#### [EXERCISE OBJECTIVE]
Copy the data line for line, beginning with the line that contains "Batch job #204 — target class is banner" and continuing through the line that contains "[202,161,277,200]", both included.

### WORKING DATA

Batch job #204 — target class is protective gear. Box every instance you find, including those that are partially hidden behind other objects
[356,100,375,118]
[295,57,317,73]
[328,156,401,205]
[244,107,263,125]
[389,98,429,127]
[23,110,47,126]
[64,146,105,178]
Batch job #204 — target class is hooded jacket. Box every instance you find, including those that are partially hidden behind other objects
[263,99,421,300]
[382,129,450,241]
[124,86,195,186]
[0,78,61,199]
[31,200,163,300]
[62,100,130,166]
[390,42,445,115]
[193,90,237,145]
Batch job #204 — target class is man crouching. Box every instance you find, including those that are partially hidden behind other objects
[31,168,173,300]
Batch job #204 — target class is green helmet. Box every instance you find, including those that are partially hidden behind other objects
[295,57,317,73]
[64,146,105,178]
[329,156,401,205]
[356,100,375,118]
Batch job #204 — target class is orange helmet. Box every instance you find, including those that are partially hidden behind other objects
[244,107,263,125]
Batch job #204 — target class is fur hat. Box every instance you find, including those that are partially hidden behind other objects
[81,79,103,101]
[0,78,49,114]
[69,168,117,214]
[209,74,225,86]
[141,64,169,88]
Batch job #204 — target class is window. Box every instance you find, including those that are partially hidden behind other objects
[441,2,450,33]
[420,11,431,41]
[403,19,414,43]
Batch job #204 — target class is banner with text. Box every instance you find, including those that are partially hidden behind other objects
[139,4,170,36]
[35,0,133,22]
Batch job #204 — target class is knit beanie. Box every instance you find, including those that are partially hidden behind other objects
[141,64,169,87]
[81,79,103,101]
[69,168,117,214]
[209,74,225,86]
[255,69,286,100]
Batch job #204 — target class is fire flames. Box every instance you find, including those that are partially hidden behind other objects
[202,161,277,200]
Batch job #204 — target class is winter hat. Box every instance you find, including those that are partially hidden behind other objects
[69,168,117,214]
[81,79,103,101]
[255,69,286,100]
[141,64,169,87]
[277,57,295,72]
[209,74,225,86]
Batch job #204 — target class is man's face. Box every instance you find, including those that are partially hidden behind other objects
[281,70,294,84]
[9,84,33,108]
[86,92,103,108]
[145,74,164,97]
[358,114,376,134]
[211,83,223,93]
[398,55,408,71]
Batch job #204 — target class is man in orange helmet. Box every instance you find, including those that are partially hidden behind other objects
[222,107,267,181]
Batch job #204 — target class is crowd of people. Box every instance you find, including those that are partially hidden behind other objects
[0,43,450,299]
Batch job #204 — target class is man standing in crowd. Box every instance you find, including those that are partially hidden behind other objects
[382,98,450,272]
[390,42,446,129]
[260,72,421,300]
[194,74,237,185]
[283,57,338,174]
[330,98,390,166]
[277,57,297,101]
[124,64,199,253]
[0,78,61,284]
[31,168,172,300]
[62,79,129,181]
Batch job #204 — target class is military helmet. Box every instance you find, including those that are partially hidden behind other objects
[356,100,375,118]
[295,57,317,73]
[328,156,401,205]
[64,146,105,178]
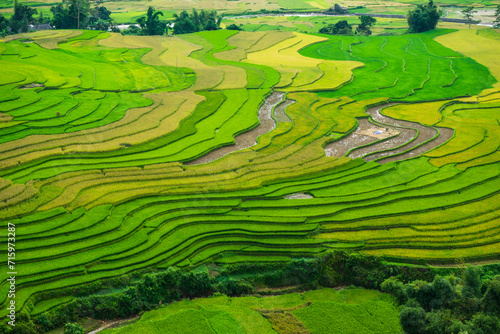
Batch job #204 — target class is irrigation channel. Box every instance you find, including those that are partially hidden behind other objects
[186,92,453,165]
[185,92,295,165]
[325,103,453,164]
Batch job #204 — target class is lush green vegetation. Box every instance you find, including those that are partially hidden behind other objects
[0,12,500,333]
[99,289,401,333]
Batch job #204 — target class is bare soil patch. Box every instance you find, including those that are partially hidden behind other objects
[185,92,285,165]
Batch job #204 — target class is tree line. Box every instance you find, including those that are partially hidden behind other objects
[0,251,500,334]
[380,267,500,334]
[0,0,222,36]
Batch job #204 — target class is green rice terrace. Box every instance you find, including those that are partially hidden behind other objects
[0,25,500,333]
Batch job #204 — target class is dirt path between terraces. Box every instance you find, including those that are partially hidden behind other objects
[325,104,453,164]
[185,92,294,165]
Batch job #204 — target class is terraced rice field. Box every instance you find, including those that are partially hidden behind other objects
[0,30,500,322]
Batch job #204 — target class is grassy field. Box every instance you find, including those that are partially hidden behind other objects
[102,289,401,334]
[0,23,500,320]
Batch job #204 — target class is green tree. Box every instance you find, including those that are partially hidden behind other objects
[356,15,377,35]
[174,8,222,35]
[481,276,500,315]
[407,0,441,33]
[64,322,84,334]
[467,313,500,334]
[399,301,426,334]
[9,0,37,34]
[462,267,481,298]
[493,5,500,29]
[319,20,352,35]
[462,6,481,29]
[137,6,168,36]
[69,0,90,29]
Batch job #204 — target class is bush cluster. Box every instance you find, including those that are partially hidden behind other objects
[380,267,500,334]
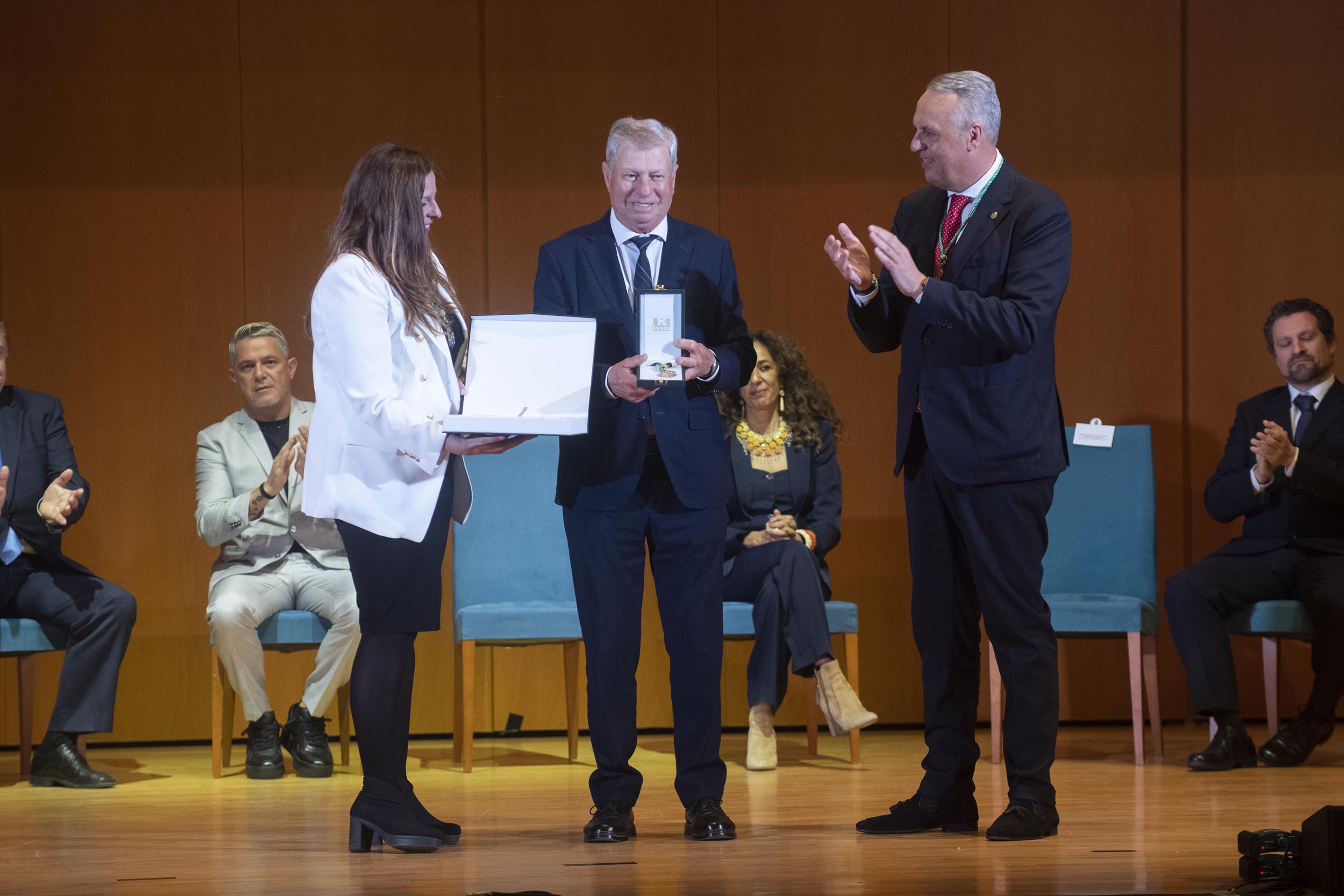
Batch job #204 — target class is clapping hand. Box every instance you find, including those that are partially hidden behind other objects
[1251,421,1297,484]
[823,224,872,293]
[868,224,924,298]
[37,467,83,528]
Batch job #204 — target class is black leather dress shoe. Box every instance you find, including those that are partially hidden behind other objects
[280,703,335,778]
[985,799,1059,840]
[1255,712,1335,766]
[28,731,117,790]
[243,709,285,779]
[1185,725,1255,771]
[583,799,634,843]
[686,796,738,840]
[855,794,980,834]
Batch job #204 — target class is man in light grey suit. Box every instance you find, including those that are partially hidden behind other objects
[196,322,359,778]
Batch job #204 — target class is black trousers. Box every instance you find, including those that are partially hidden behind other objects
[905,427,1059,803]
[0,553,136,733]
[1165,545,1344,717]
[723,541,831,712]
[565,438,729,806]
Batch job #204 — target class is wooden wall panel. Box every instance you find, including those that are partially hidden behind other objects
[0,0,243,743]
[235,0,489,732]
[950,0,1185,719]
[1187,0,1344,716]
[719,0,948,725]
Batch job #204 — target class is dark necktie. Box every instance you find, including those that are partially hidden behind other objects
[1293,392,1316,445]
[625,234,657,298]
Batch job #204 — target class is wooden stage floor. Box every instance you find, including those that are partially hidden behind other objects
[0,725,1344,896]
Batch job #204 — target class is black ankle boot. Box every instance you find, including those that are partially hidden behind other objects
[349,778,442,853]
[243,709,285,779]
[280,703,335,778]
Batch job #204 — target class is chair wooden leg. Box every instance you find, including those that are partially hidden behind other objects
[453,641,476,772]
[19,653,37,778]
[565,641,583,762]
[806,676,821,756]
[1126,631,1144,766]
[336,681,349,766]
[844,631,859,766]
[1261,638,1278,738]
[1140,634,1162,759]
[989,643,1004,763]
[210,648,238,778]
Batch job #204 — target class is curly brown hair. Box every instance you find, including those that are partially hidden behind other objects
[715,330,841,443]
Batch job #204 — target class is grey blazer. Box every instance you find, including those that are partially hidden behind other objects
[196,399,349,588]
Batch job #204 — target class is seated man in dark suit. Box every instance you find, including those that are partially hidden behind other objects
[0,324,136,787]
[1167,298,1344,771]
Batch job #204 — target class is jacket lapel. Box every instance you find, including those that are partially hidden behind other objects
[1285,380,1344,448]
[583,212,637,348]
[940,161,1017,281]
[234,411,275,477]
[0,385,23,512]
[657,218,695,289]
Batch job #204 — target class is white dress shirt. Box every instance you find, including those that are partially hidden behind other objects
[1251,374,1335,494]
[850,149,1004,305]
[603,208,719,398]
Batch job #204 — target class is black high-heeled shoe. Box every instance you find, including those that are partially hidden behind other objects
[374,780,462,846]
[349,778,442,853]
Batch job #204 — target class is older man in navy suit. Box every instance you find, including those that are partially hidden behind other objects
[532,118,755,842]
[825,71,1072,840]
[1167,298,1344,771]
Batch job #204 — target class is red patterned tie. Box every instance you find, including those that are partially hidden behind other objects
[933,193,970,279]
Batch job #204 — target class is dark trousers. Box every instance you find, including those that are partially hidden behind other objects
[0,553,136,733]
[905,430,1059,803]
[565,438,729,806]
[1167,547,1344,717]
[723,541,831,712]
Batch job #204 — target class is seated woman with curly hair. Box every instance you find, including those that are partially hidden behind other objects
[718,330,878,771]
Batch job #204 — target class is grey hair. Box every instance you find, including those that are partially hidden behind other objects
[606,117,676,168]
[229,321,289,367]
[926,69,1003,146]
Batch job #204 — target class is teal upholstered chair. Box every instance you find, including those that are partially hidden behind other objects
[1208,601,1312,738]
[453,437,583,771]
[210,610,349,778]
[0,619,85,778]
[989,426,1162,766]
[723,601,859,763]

######

#### [RESULT OF THE TASK]
Batch job #204 — target class is banner with text. Box every instance you find, including those that are partially hidden behind other objects
[139,4,170,36]
[35,0,133,22]
Batch job #204 — target class is knit beanie. Box every instance you find, including those that are partially hidden behind other objects
[141,64,169,87]
[81,79,103,101]
[69,168,117,214]
[209,74,225,86]
[255,69,286,100]
Batch job #204 — target class is fire flames. Box every instance you find, including those that are partially hidden behind other objects
[202,161,277,200]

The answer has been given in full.